┌──

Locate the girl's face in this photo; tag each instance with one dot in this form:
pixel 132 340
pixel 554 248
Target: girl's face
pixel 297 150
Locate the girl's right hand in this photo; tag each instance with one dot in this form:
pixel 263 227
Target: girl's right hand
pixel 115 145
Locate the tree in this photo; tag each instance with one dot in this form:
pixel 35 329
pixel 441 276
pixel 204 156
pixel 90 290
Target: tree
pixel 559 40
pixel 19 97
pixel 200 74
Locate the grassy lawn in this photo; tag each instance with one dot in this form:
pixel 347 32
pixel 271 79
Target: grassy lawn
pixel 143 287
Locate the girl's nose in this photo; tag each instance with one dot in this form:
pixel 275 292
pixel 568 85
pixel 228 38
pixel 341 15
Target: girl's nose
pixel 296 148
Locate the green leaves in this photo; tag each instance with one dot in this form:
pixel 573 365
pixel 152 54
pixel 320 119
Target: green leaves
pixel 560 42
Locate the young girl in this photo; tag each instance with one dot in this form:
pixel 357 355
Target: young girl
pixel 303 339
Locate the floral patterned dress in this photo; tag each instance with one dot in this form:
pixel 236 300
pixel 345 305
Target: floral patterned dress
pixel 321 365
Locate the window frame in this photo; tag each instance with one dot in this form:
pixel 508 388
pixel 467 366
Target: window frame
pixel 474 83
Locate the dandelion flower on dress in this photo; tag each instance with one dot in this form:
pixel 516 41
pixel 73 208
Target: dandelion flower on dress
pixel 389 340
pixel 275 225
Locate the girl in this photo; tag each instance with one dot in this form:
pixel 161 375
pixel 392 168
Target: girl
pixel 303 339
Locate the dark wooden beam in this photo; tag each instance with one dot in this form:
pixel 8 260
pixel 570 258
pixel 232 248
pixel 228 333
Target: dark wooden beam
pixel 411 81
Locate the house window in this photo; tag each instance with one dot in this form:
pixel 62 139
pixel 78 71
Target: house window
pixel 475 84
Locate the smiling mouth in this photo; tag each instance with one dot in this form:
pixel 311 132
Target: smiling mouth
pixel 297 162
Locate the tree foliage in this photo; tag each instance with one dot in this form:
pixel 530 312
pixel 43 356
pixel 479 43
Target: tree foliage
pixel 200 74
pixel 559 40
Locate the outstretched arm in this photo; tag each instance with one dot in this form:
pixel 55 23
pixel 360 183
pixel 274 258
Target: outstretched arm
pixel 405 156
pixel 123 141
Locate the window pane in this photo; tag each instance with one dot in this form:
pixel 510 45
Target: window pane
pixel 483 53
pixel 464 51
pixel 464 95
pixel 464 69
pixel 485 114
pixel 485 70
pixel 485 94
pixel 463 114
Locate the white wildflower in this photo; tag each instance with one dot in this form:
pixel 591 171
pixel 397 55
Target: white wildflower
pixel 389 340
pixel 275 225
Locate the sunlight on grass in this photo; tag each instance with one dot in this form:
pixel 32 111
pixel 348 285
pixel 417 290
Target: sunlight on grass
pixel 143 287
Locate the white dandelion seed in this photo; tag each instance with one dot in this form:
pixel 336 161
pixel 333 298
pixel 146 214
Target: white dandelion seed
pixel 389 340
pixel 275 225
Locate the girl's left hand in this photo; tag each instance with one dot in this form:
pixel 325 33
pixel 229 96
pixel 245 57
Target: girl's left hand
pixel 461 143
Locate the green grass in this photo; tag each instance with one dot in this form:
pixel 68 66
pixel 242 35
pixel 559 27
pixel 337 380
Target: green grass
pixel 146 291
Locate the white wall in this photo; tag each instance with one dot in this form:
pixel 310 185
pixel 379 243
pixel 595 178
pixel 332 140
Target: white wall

└──

> **INSTRUCTIONS FOR THE TASK**
Retype every entry above, word for word.

> **ANSWER SPACE**
Locate the girl's face in this photo; tag each instance with one dot in this form:
pixel 132 340
pixel 554 248
Target: girl's face
pixel 297 150
Locate the girl's right hand in this photo; tag each instance with one dot in this form:
pixel 263 227
Target: girl's right hand
pixel 115 145
Locate the tree in this photo; tag each instance with one dot in this form:
pixel 35 329
pixel 441 276
pixel 204 156
pixel 90 290
Target: tree
pixel 559 40
pixel 19 97
pixel 200 74
Locate the grassy lawn in this photo; tag each instance with one dot in this form:
pixel 347 32
pixel 271 79
Target: grassy lawn
pixel 143 287
Locate the girl's nose in this photo; tag each instance with one dot in this form:
pixel 275 292
pixel 568 85
pixel 228 38
pixel 341 15
Target: girl's nose
pixel 296 148
Locate the green leaves in this photo; tag each instance with one dot in this form:
pixel 573 365
pixel 152 54
pixel 320 119
Target: green leaves
pixel 560 42
Locate the young girl in this photo; tag each instance with one dot in this form:
pixel 357 355
Target: young girl
pixel 303 339
Locate the floral patterned dress in this photo; tag each instance with one dot in this form:
pixel 236 300
pixel 345 305
Target: floral patterned dress
pixel 321 365
Locate the window frame in this photo; tag each instance with one dot in this form:
pixel 508 388
pixel 467 366
Target: window frame
pixel 474 83
Locate the dandelion flower on dress in this photo; tag each instance with one dot in this form:
pixel 516 41
pixel 73 208
Target: dandelion flower on dress
pixel 389 340
pixel 275 225
Locate the girl in this photo; tag each instance with one dot in this form:
pixel 161 375
pixel 392 168
Target: girl
pixel 303 339
Locate the dark wooden beam in this photo; tag each instance with one dot in this form:
pixel 8 260
pixel 570 258
pixel 232 248
pixel 228 333
Target: dark wooden beam
pixel 411 81
Locate the house window in this photo; tag each instance with one dot in this form:
pixel 62 139
pixel 78 71
Target: house window
pixel 475 84
Locate the smiling mouth in this photo; tag each instance with one dot in this form:
pixel 311 132
Target: smiling mouth
pixel 297 162
Locate the tree foliage in this photo; tag each instance with one dot in this form:
pixel 530 312
pixel 43 356
pixel 479 43
Target: tree foliage
pixel 200 74
pixel 559 40
Locate the outstretched arm in this photo; tag each instance with one dot in this form:
pixel 55 23
pixel 360 183
pixel 274 258
Target: outstretched arm
pixel 405 156
pixel 123 141
Locate the window pane in this photo; tag each instance with one dot in this form:
pixel 510 45
Target: window pane
pixel 483 53
pixel 464 51
pixel 464 95
pixel 464 69
pixel 485 114
pixel 485 70
pixel 485 94
pixel 463 114
Locate the white wildflower in this photo; tag each instance with one dot in this form:
pixel 591 171
pixel 397 55
Target: white wildflower
pixel 389 340
pixel 275 225
Locate the sunlight on grass in this photo; tag each instance with one dot in this form:
pixel 32 111
pixel 348 285
pixel 417 290
Target: sunlight on grass
pixel 143 287
Locate the white dandelion seed in this photo; tag each instance with one dot in this form:
pixel 336 161
pixel 333 298
pixel 146 214
Target: white dandelion seed
pixel 389 340
pixel 275 225
Locate the girl's left hand in this photo; tag each instance with one dot in this form:
pixel 325 33
pixel 229 96
pixel 245 57
Target: girl's left hand
pixel 461 143
Locate the green grass in this photo; tag each instance with one dot in this form:
pixel 68 66
pixel 242 35
pixel 559 27
pixel 337 380
Target: green grass
pixel 146 291
Locate the white wall in this photo; tag each instance with one dot in this form:
pixel 310 185
pixel 379 243
pixel 595 178
pixel 332 140
Target: white wall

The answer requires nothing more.